**Exercise brief**
Every line from the one with "Query: mascot face" to the end of the data needs to be copied exactly, and no line before it.

[Stored data entries]
=== Begin Enclosure ===

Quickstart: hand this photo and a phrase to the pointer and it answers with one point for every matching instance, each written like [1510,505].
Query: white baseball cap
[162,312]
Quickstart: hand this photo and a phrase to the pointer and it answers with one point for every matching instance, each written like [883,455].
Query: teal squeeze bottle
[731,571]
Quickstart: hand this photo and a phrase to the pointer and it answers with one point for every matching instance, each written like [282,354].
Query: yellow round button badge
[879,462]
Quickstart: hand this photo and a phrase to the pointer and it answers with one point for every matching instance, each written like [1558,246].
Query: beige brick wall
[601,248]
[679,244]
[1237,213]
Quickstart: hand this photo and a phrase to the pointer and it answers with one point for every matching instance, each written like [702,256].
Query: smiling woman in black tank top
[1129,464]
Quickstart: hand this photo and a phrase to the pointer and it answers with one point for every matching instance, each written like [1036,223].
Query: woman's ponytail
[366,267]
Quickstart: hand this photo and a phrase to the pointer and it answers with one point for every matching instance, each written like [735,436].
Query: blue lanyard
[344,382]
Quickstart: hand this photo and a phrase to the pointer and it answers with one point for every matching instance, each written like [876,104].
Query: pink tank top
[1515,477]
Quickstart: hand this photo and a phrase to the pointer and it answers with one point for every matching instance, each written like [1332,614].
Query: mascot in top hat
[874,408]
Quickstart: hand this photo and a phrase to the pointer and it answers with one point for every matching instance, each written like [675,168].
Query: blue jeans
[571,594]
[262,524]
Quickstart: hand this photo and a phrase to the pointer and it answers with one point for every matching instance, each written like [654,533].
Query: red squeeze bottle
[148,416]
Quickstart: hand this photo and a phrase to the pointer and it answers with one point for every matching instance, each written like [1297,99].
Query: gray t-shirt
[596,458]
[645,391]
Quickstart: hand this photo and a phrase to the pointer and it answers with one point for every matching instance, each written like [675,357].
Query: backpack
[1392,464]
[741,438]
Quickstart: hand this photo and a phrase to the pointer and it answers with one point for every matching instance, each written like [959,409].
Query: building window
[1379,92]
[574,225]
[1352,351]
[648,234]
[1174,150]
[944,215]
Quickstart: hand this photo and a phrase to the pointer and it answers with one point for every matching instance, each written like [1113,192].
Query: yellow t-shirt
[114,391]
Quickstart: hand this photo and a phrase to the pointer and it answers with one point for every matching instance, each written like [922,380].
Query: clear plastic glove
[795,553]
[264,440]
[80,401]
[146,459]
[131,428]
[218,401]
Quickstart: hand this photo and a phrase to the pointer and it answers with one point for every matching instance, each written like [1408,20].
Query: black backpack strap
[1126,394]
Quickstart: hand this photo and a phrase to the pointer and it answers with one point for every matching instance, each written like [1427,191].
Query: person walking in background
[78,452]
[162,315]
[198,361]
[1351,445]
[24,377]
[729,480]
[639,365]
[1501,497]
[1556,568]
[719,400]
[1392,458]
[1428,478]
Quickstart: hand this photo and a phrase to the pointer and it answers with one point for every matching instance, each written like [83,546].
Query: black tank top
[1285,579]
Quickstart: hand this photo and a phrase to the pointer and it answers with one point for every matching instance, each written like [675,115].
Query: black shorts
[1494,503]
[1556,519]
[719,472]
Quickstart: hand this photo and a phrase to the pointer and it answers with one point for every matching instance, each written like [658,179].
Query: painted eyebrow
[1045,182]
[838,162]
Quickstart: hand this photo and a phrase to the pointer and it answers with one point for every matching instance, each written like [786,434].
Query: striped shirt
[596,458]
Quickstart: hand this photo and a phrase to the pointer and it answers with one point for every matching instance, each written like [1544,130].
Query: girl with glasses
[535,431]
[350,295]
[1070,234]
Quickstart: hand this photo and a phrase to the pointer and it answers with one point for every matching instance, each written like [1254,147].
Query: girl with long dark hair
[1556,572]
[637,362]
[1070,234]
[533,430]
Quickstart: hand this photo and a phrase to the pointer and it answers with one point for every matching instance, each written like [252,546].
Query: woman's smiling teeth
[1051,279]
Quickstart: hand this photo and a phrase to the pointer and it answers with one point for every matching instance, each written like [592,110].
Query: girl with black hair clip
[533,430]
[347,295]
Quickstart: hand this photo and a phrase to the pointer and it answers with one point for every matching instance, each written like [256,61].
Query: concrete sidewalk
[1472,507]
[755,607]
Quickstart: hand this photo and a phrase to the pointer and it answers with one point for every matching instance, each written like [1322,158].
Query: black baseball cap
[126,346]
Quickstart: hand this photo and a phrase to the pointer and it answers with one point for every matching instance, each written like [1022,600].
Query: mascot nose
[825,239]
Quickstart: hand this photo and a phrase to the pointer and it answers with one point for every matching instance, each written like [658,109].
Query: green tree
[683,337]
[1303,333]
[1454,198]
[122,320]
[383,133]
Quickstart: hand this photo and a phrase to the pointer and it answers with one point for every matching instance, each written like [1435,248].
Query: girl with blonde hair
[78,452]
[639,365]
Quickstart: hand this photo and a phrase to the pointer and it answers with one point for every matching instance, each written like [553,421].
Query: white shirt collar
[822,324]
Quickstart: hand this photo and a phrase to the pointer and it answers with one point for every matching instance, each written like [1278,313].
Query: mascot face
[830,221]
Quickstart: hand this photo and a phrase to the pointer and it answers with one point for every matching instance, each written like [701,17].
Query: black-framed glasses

=== End Enclosure ===

**Your solution**
Query: mascot face
[830,221]
Quickstart: hand this photo and a phrase to the pointer and it answers with one point for every matching instance, each written like [701,17].
Query: black-framed glasses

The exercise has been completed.